Exercise: Return each of the following records word for word, with no changes.

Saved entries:
-*-*-

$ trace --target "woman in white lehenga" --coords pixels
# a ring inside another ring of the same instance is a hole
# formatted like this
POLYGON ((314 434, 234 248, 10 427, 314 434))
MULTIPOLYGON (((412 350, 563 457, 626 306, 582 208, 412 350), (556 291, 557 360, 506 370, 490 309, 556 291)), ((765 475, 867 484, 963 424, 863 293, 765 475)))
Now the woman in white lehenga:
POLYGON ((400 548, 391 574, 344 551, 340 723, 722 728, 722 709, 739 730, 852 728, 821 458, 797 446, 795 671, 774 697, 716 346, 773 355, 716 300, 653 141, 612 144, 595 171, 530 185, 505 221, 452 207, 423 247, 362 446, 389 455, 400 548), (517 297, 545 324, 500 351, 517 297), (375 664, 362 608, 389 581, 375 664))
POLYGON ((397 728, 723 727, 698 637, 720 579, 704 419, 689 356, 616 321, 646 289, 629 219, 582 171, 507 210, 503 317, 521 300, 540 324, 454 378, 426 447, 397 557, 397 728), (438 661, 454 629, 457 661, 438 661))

-*-*-

Exercise solution:
$ trace --target "woman in white lehenga" --coords pixels
# a ring inside another ring of the same instance is a hole
# formatted like this
POLYGON ((314 434, 234 248, 10 427, 314 434))
MULTIPOLYGON (((412 350, 563 457, 626 306, 582 208, 412 350), (556 291, 557 360, 506 370, 490 309, 556 291)), ((765 475, 867 484, 963 424, 863 293, 765 475)))
Now the woman in white lehenga:
POLYGON ((400 548, 391 574, 344 551, 340 723, 722 728, 722 709, 739 730, 852 728, 821 458, 797 446, 795 671, 774 697, 716 346, 773 355, 716 300, 653 141, 612 144, 595 171, 530 185, 505 221, 452 207, 423 247, 362 446, 389 455, 400 548), (517 297, 545 324, 500 351, 517 297), (375 664, 362 608, 389 581, 375 664))
POLYGON ((397 728, 723 727, 698 637, 720 579, 704 419, 689 356, 616 321, 646 289, 629 219, 582 171, 507 210, 503 317, 521 300, 540 324, 454 378, 426 447, 397 557, 397 728), (438 661, 454 629, 457 661, 438 661))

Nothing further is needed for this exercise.